##### Input data #####

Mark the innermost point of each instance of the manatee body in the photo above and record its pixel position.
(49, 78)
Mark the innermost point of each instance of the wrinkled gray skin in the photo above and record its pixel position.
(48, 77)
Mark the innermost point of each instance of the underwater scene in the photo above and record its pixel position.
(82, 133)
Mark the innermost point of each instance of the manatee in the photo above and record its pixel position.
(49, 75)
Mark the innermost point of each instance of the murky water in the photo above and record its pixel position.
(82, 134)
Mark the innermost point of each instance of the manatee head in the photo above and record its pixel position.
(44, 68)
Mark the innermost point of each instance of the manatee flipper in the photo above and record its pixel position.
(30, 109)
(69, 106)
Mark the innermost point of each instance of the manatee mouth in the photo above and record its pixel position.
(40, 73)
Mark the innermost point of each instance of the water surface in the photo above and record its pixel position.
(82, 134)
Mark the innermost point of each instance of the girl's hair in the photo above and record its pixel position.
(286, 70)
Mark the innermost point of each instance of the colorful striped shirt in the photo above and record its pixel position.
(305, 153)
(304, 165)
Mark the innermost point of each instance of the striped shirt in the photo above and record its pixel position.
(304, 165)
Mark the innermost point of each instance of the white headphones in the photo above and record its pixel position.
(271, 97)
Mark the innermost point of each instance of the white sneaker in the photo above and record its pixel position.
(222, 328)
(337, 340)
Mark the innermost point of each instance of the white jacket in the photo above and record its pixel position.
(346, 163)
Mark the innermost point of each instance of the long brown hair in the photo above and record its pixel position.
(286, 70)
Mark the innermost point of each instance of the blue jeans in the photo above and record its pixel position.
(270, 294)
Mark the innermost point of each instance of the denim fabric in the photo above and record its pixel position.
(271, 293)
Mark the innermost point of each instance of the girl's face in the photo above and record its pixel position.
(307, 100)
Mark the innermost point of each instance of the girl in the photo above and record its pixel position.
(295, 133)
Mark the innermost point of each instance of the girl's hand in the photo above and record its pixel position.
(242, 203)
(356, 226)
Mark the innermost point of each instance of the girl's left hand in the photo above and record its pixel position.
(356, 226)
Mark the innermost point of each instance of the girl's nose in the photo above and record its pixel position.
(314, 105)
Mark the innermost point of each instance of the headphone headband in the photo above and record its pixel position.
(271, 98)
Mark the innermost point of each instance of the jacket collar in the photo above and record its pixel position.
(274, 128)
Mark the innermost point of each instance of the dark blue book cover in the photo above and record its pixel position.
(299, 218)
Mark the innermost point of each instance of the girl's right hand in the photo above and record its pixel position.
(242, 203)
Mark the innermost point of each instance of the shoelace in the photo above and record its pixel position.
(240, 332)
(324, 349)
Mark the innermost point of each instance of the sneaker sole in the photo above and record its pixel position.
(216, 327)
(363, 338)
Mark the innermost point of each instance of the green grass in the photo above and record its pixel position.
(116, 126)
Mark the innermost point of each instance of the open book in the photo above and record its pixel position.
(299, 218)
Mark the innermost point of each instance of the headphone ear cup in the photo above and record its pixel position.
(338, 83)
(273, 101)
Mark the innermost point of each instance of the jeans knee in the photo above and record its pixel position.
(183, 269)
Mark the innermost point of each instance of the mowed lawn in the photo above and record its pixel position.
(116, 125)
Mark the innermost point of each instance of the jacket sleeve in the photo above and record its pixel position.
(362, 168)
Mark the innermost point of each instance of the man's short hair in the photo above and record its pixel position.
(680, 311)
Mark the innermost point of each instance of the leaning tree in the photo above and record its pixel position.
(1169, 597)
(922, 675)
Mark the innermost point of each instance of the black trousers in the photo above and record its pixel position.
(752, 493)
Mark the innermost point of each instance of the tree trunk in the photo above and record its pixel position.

#####

Exactly and only the lines from the line containing "Mark the innermost point of each instance of the black" through the final line of the records above must be returned.

Mark the innermost point of each instance of the black trousers in the photo above and record its pixel position.
(752, 493)
Mark the innermost point of each instance of the tree trunk in the photo above and record its pixel position.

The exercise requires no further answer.